** Begin Material provided **

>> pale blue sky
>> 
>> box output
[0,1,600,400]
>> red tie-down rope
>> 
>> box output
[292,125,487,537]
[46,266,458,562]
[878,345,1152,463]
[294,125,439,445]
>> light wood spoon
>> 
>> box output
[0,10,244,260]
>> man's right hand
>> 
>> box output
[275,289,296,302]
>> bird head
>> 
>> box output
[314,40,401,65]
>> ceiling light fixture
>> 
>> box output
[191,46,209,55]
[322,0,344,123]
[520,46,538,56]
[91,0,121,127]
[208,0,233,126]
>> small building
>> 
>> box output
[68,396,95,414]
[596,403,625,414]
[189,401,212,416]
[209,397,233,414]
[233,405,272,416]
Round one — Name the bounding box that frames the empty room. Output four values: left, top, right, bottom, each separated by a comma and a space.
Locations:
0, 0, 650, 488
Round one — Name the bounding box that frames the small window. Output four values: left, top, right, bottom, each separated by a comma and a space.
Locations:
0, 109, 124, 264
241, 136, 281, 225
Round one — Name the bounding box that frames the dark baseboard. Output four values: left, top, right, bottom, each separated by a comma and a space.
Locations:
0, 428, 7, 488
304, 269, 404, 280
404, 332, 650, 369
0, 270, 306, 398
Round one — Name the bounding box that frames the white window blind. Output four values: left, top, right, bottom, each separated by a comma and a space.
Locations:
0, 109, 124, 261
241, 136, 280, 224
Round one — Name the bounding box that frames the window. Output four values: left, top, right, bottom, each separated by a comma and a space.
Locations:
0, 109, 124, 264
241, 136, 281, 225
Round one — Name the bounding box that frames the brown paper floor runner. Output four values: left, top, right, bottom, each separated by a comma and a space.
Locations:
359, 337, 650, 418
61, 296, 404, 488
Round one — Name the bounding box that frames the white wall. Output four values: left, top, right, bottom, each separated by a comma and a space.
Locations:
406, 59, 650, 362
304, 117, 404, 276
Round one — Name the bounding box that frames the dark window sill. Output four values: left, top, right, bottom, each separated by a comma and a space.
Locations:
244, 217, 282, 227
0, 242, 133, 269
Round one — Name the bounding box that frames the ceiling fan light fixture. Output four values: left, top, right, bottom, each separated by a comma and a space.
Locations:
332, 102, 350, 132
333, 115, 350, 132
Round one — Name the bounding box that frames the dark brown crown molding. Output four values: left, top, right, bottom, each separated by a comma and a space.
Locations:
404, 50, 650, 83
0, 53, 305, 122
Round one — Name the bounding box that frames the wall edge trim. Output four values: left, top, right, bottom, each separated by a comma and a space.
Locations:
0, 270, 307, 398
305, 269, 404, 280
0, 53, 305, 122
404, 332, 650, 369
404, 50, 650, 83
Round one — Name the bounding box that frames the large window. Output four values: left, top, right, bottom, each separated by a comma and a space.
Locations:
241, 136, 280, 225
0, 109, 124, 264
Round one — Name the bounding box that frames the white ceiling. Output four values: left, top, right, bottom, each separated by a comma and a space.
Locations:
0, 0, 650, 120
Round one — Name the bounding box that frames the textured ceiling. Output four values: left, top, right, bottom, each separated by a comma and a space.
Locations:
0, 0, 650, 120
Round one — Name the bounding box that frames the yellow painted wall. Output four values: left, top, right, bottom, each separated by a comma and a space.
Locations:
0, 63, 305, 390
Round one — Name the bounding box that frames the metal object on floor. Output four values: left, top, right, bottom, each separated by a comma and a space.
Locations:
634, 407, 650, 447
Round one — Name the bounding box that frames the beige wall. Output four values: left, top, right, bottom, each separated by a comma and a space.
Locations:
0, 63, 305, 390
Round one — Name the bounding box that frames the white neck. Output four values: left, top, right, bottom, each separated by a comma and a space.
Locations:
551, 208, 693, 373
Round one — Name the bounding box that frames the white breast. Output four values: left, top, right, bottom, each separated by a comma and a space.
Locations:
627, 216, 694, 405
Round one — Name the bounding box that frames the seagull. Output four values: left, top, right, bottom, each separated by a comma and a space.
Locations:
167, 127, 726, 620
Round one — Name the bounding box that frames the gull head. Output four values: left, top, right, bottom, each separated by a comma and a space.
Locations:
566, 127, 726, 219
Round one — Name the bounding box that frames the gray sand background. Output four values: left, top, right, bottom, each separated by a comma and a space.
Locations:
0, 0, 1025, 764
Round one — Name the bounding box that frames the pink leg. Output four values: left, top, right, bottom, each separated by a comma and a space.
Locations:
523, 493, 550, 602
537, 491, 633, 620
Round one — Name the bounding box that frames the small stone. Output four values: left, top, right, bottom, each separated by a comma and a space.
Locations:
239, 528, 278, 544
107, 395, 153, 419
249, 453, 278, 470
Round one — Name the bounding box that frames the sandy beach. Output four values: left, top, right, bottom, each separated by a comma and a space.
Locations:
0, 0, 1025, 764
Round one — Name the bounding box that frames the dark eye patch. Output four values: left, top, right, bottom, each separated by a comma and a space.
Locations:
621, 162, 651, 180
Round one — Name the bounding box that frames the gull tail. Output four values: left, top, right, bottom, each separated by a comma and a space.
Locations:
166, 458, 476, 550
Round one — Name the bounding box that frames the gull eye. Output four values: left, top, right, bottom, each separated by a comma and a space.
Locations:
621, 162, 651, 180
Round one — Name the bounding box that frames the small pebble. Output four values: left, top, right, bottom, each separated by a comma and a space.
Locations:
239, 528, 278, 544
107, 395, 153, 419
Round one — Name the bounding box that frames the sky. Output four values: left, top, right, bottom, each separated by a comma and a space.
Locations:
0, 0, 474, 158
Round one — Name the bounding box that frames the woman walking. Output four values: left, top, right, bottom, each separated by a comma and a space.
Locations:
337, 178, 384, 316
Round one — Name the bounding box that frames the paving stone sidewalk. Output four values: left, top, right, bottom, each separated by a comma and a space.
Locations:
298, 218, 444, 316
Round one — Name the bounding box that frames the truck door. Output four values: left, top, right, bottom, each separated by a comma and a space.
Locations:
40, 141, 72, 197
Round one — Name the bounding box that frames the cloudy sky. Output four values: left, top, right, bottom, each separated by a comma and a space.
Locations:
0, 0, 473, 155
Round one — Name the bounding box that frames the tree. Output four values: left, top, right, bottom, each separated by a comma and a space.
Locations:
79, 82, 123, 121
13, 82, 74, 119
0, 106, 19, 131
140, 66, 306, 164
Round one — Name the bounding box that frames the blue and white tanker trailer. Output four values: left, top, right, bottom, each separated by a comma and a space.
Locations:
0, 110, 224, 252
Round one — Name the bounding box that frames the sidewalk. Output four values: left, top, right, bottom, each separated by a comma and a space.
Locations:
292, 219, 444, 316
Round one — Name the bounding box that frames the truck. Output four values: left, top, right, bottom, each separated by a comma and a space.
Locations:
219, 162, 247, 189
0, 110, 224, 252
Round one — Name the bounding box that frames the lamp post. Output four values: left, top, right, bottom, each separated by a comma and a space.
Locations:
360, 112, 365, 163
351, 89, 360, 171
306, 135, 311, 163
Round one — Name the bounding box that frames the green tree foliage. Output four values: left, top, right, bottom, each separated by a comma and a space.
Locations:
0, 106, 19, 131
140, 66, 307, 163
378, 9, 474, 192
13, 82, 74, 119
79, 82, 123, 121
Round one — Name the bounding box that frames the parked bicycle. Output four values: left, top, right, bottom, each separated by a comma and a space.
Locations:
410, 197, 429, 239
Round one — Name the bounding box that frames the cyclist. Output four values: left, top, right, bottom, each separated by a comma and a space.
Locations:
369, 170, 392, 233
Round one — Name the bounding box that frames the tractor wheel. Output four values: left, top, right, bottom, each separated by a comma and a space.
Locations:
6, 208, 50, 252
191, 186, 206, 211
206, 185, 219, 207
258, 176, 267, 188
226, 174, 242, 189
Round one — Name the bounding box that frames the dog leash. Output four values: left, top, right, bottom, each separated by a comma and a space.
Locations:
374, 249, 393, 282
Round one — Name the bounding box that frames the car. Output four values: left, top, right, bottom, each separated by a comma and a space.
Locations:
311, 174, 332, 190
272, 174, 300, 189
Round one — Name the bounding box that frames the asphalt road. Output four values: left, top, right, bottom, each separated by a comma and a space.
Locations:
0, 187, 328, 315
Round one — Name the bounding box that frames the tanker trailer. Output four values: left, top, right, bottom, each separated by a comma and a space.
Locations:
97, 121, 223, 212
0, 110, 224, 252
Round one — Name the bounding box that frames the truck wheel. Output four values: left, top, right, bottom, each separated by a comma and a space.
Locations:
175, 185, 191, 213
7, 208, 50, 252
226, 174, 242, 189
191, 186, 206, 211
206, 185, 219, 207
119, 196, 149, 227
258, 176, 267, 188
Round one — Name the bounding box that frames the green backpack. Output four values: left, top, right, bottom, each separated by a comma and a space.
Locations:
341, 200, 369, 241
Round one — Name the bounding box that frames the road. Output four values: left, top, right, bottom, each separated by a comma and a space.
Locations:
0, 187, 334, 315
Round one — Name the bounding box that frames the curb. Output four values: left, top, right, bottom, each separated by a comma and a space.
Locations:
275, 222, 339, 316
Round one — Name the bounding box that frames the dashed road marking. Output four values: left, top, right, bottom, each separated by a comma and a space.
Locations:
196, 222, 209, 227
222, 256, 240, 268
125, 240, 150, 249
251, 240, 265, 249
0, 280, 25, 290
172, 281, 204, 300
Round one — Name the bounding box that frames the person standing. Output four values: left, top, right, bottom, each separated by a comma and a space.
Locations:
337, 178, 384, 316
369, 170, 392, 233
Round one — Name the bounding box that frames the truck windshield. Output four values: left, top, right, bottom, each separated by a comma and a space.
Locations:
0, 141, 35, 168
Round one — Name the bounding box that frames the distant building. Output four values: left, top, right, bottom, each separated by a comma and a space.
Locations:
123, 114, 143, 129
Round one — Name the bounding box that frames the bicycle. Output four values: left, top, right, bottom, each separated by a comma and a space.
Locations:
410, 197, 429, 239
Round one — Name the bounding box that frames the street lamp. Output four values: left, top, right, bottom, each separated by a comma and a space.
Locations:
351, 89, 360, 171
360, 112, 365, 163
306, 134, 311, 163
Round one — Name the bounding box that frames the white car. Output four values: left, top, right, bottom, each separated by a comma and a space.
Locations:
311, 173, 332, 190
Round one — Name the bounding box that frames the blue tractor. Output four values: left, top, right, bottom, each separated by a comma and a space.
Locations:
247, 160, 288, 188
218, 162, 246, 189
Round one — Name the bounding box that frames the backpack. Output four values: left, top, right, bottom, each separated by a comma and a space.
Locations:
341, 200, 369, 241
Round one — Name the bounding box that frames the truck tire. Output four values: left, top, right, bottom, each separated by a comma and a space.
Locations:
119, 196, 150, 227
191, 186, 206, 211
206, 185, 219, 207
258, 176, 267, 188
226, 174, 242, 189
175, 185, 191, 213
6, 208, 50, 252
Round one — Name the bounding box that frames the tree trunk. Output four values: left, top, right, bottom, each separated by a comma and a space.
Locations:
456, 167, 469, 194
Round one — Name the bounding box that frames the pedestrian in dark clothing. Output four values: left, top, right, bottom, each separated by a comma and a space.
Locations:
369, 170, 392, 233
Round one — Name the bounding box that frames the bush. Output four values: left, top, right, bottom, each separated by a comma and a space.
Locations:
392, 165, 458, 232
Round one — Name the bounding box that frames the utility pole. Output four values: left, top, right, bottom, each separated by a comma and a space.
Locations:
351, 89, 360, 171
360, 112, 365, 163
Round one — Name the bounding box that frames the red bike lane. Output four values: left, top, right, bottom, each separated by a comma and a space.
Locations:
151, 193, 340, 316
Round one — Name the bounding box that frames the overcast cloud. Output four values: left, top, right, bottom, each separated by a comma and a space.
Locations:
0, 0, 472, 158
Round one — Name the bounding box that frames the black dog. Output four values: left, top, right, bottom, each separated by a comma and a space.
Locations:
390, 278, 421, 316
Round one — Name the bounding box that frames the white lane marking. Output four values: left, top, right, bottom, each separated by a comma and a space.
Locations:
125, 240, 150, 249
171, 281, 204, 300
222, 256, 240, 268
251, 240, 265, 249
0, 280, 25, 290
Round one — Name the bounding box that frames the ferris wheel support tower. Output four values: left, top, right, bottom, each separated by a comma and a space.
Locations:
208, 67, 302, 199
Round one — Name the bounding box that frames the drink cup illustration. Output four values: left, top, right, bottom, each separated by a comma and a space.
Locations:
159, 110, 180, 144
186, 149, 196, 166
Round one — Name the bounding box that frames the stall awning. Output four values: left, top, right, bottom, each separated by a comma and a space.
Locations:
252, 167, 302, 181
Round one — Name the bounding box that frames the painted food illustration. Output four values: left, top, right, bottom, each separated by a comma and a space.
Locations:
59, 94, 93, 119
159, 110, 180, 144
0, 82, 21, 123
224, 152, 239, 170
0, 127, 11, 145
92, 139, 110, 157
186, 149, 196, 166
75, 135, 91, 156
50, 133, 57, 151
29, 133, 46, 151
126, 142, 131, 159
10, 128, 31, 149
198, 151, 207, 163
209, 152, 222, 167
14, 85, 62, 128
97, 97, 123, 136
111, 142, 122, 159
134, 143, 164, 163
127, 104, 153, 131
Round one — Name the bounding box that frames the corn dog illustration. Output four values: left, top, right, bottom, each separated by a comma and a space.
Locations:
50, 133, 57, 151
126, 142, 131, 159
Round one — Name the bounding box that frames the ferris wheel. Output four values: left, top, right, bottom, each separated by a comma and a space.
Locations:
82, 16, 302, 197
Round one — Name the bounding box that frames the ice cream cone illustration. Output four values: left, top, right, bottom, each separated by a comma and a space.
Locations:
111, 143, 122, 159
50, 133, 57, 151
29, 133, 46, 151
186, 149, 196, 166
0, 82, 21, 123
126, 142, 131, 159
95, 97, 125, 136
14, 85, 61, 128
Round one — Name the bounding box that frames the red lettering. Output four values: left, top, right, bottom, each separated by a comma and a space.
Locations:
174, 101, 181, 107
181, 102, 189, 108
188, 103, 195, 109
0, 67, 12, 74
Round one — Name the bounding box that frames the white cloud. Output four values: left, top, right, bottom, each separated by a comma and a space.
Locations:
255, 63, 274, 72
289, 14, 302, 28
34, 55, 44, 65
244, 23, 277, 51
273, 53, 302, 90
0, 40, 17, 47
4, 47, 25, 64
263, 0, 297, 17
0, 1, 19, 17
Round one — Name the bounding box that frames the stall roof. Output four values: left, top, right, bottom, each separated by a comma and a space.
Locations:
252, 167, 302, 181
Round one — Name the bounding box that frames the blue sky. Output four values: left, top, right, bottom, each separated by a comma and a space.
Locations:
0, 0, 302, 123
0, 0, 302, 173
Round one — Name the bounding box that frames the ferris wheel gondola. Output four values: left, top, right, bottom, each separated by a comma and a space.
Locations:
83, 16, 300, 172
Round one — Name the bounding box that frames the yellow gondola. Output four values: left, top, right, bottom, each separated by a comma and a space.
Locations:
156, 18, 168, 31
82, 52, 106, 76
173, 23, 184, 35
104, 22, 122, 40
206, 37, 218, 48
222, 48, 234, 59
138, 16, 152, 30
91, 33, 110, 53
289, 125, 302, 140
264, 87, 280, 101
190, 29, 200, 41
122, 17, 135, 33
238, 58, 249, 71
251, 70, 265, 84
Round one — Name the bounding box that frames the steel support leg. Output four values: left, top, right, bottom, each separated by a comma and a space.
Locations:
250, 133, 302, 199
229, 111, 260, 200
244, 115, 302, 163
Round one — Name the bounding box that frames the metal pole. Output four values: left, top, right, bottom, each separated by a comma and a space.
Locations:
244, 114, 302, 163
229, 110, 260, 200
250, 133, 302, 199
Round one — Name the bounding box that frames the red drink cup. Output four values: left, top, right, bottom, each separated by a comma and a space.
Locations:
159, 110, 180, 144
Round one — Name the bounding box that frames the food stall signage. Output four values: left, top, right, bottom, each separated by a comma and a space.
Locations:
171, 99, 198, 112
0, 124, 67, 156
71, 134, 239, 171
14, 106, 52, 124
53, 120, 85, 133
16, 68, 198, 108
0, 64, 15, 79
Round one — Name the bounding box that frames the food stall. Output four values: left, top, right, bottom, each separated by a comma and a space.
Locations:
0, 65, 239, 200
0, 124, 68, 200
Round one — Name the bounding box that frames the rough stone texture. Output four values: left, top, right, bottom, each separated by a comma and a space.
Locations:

** End Material provided **

> The exercise
Write out the lines between the one containing "Round one — Name the bounding box that frames the person" and the one containing "392, 165, 458, 232", inclusive, reproducing each line with no changes.

> Exercise result
Round one — Name the bounding box that frames the person standing. Output four values: left, top, right, bottom, each separated by a comma and a space.
Locations:
337, 178, 384, 316
369, 170, 392, 233
Round one — Name the bounding box that frames the truck windshield. Output four values: left, top, right, bottom, each separated by a comma and a space.
Locations:
0, 141, 35, 168
Round one — Name the bounding box that frames the distant building. Output four values: left, top, right, bottom, each separated by a comma and a space.
Locations:
123, 114, 143, 129
Round one — Name the bounding box that frames the bicycle. Output four values: left, top, right, bottom, each separated by a comma and a space.
Locations:
410, 197, 429, 239
Round one — Name the bounding box that frames the street lamp. Output four values: left, top, right, bottom, each separated by a comma and a space.
Locations:
351, 89, 360, 171
360, 112, 365, 163
306, 134, 311, 163
Round one — Name the bounding box that frames the white car. Output four values: left, top, right, bottom, each separated by a comma and a space.
Locations:
311, 173, 332, 190
Round one — Name the bounding box that frames the blue tractor. Output four values: left, top, right, bottom, each separated by a comma and a space.
Locations:
247, 160, 288, 188
218, 162, 246, 189
Round one — Name the bounding box that frames the backpack. Output four values: left, top, right, bottom, each separated by a comma and a space.
Locations:
341, 200, 369, 241
Round one — Name the bounding box that frames the truck tire. Output four values: left, top, right, bottom, each separated by a comma and a space.
Locations:
119, 196, 150, 227
191, 186, 206, 211
206, 185, 219, 207
258, 176, 267, 188
226, 174, 242, 189
175, 185, 191, 213
6, 208, 50, 252
Round one — Name the bounding box that frames the tree trunk. Output four values: left, top, right, bottom, each separated by a comma and a space.
Locations:
456, 167, 469, 194
Round one — Name the bounding box that frames the pedestrian in dark clothing. Output four values: left, top, right, bottom, each separated by a comma and a space.
Locations:
369, 170, 392, 233
Round one — Name the bounding box that frames the bush. Output four values: left, top, right, bottom, each separated by a comma and a space.
Locations:
392, 165, 458, 232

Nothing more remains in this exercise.